PROBLEM TO SOLVE →
Quote each line exactly, from the line that contains "dark shoe, the" down to the last line of the listing, and no other lines.

Location annotation dataset excerpts:
* Begin *

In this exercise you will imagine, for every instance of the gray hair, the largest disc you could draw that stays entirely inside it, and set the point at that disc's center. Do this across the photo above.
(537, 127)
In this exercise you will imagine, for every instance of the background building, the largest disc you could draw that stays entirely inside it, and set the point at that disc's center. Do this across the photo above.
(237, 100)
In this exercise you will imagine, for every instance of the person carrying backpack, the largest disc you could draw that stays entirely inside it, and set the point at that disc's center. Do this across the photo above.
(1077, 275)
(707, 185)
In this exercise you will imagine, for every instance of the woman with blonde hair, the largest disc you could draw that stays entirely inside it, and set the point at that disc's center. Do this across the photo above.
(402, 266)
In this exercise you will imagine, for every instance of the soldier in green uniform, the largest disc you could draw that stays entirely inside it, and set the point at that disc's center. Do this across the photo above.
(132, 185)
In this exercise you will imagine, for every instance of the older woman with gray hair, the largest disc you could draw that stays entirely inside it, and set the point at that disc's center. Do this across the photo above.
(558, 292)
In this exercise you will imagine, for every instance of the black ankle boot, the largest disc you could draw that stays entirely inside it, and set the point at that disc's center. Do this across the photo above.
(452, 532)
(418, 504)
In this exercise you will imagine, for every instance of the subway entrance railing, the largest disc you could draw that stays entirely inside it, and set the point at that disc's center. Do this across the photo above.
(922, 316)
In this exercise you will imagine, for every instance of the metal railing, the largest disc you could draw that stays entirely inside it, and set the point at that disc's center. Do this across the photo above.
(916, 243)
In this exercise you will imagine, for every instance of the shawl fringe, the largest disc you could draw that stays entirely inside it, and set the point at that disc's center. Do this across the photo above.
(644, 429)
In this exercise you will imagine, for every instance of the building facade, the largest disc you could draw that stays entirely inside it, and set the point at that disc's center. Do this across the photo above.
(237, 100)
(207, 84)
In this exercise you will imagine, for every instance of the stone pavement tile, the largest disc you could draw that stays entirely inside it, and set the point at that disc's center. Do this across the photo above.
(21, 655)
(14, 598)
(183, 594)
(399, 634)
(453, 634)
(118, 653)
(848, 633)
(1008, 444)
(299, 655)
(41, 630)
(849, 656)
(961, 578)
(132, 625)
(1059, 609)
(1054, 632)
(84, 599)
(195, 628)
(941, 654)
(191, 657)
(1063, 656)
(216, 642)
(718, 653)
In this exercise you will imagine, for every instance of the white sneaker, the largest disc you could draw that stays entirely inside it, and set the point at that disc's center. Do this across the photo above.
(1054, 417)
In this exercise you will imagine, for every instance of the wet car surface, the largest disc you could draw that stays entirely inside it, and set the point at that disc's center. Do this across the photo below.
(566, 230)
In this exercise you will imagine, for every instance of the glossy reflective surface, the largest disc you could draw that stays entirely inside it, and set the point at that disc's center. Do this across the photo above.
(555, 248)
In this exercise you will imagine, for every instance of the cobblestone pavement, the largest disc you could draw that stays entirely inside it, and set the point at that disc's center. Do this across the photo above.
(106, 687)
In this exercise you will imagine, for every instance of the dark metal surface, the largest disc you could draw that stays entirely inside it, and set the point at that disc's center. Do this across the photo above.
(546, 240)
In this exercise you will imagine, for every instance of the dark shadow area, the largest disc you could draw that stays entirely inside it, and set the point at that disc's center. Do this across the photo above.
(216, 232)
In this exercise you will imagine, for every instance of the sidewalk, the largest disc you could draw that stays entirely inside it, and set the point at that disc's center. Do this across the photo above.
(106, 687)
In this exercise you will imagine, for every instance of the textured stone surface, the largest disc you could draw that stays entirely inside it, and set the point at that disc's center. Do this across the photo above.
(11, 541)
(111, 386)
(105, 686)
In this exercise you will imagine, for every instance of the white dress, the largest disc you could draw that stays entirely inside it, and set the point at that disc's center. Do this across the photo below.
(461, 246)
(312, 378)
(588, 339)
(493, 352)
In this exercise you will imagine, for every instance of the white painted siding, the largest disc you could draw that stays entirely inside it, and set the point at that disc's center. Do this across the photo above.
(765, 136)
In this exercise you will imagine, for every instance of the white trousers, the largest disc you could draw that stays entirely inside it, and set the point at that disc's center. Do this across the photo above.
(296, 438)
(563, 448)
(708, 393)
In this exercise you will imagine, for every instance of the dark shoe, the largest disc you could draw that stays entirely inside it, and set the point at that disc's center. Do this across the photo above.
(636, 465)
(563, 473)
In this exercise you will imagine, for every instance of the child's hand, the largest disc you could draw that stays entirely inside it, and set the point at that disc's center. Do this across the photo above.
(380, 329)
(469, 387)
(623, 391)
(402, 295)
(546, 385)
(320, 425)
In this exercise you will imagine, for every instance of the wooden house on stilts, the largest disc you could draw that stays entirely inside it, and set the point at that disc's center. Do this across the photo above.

* End *

ANSWER TO THE TASK →
In this exercise you will imagine, for every instance of the dark shoe, the largest disc you could draw that stays entirely inside it, and set the point at that disc's center. Do this across the photo above.
(636, 465)
(563, 473)
In this exercise you will imagine, for every instance of the child's hand, the largest disc you could draw that stays entirely inside it, and set the point at that disc's center. Do this across the photo above.
(380, 329)
(469, 387)
(623, 391)
(402, 295)
(546, 385)
(320, 425)
In this exercise you will imagine, for every instance of the wooden house on stilts, the largest disc you could draw that stays entirely inside it, and set the point at that disc's center. Do this across the photo above.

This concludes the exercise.